start Text shown

Does anyone have knowledge about segmentation faults? Which programming paradigms do I need to avoid them? Why do they only occur when handling huge array sizes?

andrew_4619 · ‎08-20-2020

Such behaviour is normally caused by a bug in your code. For example you go past an array limit and clobber (corrupt) some other data. That other data might not be important it may have been used already or may get initialised later and thus corrected. Making any change, e.g. a print statement alters the layout of your code and you now clobber a different thing. Thus the bug and appear and disappear but in reality is always there.

My recommendation is to always aim to have all compile and runtime checks enabled when debugging and to also use standards checking (/stand). Fix any items that get thrown out by that before looking harder, often you fix the problem.

paconrad · ‎08-20-2020

Thank you for your enrichening ideas.

end Text shown

What the task asks - Update the stretch of the segmentation-fault text from "Such behaviour is" through "fix the problem." so that every "clobber" reads "overwrite".

start Data shown

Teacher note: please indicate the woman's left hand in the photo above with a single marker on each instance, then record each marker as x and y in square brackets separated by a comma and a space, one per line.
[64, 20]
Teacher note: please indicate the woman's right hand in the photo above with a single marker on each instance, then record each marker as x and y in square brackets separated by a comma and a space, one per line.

end Data shown

Solution -
Such behaviour is normally caused by a bug in your code. For example you go past an array limit and overwrite (corrupt) some other data. That other data might not be important it may have been used already or may get initialised later and thus corrected. Making any change, e.g. a print statement alters the layout of your code and you now overwrite a different thing. Thus the bug and appear and disappear but in reality is always there.

My recommendation is to always aim to have all compile and runtime checks enabled when debugging and to also use standards checking (/stand). Fix any items that get thrown out by that before looking harder, often you fix the problem.